[START]
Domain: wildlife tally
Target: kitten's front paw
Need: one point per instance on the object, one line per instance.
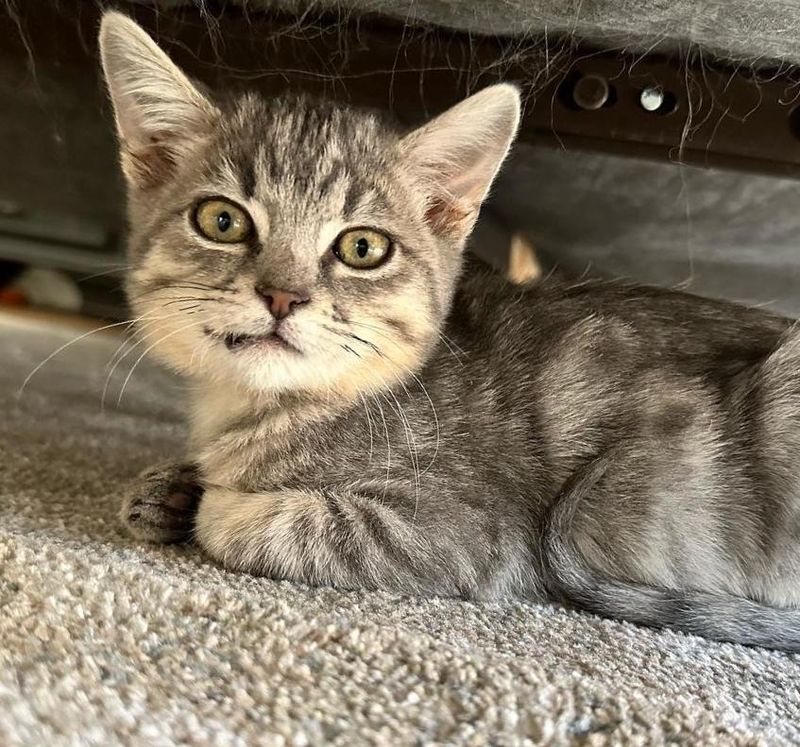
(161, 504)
[END]
[START]
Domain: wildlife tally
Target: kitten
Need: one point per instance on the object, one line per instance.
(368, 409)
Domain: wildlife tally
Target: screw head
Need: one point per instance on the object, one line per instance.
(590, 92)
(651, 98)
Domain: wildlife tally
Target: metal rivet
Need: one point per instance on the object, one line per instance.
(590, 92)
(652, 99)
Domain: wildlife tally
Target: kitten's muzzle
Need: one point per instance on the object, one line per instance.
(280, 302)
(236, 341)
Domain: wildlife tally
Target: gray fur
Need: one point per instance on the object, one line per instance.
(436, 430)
[END]
**Task objective:**
Can you locate every line in the listing that contains the word "Target" and copy each of those lines in full?

**Complete output:**
Target: kitten's front paw
Target: kitten
Target: screw head
Target: metal rivet
Target: kitten's muzzle
Target: gray fur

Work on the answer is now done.